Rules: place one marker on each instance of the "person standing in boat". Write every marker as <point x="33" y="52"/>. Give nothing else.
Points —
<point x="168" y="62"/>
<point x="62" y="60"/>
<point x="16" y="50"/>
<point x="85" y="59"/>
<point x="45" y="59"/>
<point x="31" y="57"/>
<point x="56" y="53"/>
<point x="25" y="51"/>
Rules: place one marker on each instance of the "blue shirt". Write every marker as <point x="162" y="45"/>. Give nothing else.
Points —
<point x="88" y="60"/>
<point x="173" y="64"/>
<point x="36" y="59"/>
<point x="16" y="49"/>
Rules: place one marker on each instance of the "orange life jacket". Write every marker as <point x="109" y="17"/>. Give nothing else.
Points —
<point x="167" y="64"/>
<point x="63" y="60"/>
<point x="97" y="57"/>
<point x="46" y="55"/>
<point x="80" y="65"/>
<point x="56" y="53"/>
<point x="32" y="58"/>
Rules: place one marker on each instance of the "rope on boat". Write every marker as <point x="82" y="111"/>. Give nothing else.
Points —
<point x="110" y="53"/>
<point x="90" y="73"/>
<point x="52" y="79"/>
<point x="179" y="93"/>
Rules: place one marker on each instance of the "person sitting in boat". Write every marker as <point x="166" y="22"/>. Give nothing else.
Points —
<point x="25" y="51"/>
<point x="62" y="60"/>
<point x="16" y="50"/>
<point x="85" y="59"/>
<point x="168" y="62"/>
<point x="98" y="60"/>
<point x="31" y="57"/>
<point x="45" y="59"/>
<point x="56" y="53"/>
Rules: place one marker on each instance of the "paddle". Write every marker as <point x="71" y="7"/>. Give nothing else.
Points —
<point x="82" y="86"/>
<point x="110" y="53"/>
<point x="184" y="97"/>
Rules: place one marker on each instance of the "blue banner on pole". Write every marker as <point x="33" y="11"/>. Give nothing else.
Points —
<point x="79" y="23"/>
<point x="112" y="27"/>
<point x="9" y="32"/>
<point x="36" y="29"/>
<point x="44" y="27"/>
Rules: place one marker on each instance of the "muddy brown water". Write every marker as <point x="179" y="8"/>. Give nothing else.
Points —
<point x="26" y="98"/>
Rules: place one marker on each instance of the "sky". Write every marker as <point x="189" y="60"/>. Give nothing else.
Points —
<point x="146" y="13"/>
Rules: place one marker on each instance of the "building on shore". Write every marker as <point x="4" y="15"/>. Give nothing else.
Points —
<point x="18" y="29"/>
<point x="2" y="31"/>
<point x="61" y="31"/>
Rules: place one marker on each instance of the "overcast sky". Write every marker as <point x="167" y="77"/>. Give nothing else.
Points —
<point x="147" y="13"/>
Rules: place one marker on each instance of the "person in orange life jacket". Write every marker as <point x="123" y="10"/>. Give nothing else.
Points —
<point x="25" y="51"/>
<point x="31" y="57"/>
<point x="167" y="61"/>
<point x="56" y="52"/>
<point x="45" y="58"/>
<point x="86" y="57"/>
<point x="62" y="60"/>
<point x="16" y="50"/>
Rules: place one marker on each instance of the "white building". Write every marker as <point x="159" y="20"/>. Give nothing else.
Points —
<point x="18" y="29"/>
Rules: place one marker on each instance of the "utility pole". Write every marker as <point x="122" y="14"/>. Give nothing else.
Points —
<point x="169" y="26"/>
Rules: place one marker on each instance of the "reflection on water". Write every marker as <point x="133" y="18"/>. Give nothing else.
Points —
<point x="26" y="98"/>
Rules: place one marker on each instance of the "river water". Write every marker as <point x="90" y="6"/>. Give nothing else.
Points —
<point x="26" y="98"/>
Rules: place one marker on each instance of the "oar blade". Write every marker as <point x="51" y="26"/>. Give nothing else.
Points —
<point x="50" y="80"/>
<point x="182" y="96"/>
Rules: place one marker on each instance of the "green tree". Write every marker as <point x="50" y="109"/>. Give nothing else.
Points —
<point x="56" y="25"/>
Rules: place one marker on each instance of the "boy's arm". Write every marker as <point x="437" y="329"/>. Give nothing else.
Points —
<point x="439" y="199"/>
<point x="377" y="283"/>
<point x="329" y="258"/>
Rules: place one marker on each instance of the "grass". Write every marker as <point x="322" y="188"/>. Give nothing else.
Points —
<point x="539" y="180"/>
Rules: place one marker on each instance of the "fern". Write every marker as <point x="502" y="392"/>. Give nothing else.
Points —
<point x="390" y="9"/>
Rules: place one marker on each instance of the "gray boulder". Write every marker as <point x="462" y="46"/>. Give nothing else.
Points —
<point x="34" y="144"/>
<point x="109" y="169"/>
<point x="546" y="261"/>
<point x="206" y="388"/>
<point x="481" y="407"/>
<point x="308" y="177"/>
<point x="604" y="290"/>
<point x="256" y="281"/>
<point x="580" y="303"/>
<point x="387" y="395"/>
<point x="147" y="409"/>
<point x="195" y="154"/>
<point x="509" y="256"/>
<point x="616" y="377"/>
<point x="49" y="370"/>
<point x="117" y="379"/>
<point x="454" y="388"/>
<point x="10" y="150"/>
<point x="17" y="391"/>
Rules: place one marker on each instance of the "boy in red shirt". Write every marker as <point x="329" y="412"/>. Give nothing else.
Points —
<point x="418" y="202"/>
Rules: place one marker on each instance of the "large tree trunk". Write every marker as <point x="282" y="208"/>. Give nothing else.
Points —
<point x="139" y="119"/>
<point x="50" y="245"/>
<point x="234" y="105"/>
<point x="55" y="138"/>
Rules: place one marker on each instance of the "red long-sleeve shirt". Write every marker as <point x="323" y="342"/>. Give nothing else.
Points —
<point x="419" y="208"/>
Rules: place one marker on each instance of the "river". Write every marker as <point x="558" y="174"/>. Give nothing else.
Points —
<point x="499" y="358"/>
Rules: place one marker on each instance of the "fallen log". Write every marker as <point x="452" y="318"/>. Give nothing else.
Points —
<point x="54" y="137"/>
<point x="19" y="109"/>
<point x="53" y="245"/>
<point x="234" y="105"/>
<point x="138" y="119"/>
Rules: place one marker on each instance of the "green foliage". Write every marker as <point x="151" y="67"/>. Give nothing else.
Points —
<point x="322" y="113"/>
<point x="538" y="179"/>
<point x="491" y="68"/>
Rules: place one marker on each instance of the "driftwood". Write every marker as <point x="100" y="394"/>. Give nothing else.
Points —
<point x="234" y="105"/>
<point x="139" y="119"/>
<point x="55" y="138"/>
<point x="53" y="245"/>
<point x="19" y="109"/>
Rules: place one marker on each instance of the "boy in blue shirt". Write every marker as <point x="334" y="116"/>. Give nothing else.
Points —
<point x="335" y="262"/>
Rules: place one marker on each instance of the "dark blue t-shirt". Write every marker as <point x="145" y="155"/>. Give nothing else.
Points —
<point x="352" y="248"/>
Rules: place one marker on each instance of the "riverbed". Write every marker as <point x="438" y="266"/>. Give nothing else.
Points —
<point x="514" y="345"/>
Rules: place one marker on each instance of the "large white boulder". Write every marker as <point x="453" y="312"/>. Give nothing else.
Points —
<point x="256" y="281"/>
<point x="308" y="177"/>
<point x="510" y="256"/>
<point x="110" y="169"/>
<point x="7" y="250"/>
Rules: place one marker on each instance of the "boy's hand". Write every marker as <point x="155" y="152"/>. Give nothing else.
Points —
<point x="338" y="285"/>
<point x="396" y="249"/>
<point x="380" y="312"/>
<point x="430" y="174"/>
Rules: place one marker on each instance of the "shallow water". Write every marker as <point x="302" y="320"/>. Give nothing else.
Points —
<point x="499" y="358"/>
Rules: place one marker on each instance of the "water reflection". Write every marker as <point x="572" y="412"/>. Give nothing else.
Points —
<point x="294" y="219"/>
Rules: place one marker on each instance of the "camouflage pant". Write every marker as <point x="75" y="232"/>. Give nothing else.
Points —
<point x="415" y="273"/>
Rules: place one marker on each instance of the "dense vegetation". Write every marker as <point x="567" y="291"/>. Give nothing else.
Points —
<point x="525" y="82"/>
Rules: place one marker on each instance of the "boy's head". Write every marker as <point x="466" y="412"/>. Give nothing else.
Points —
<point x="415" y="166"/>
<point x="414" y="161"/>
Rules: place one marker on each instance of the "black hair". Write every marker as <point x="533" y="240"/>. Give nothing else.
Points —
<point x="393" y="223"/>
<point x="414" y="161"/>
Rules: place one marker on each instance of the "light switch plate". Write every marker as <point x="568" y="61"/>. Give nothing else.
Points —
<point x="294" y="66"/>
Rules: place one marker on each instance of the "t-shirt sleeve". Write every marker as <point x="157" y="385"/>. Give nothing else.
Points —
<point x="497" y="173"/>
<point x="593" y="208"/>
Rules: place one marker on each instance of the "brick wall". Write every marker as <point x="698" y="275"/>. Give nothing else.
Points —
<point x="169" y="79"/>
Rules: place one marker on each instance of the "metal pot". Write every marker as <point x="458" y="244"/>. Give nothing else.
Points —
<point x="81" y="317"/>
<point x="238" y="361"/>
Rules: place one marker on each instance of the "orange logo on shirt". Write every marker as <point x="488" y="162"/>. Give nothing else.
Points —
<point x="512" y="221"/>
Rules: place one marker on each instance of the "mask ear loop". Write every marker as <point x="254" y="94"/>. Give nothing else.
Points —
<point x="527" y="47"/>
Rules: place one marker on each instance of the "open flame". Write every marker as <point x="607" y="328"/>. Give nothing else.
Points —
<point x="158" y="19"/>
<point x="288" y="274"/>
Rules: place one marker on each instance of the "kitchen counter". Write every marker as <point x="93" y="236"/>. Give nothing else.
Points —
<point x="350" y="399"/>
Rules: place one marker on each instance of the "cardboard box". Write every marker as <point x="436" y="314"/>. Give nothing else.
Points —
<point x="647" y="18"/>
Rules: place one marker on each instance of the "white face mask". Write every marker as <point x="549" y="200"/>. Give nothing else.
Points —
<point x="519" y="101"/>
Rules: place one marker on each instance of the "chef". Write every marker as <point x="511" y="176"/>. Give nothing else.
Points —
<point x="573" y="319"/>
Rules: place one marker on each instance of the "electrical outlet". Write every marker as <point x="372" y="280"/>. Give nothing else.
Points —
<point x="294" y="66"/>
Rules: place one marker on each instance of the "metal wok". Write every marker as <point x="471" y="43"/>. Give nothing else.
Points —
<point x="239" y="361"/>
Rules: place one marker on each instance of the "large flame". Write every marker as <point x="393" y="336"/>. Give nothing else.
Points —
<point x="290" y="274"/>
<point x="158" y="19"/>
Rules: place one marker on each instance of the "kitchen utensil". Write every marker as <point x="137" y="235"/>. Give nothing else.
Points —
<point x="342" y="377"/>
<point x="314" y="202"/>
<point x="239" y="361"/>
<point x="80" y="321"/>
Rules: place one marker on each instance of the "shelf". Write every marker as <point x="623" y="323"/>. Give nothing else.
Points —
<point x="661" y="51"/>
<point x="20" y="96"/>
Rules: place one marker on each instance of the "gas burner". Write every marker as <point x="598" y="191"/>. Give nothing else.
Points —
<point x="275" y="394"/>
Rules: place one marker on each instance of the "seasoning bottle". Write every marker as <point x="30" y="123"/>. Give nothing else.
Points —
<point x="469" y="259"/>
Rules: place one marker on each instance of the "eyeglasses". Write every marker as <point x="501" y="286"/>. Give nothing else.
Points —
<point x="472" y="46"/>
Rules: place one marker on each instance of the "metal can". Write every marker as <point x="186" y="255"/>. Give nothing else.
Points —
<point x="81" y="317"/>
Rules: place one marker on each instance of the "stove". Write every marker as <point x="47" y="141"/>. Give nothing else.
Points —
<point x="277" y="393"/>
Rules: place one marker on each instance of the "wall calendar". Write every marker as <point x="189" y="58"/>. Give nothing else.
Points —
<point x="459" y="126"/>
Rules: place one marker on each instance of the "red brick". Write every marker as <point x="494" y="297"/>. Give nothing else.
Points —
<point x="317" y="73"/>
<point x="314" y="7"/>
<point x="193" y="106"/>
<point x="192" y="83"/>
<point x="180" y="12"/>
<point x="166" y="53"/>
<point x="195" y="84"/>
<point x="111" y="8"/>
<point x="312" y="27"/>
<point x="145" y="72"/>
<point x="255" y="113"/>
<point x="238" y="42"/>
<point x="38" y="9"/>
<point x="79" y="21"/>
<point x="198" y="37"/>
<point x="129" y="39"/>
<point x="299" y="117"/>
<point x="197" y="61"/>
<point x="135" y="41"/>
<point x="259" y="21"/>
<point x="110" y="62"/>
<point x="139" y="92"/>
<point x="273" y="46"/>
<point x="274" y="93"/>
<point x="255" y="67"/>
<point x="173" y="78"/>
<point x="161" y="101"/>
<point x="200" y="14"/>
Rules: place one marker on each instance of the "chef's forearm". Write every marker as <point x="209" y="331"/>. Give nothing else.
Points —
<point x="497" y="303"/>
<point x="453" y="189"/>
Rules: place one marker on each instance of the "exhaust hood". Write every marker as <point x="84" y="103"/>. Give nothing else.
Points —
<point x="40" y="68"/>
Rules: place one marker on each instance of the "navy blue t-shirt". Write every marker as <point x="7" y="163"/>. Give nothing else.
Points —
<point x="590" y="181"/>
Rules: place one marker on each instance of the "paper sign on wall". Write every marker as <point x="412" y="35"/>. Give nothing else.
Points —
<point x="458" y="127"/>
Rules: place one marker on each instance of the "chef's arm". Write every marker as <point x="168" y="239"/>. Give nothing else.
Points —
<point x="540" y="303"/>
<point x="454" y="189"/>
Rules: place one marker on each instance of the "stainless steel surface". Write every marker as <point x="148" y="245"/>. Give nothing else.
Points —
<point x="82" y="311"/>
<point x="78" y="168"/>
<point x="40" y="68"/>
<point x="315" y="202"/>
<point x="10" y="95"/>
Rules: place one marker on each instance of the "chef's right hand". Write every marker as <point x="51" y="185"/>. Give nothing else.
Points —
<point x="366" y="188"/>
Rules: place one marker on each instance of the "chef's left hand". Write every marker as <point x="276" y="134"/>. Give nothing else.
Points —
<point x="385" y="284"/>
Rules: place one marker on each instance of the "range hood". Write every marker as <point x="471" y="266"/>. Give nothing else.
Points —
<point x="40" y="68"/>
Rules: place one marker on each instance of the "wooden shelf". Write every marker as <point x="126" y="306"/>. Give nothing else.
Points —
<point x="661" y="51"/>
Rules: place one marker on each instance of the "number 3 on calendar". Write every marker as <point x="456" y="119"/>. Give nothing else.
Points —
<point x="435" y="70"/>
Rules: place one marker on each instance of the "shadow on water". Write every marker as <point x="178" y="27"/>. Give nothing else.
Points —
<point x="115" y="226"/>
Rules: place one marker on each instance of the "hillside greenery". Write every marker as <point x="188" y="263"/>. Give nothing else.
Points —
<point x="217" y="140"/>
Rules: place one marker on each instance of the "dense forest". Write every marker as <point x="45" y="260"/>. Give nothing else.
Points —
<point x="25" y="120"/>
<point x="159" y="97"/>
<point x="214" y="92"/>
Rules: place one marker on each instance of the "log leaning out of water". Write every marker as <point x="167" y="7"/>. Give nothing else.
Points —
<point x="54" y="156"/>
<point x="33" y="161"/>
□ □ □
§ Requirement
Scan the entries above for the word "kitchen". Report the lines that hold it.

§ Exercise output
Rules: place one marker on each instance of the "kitchen counter". Write every marker as <point x="93" y="236"/>. Give nothing else.
Rules: place one marker on each instance of the "kitchen utensil". Write every marker as <point x="137" y="235"/>. Give nothing else.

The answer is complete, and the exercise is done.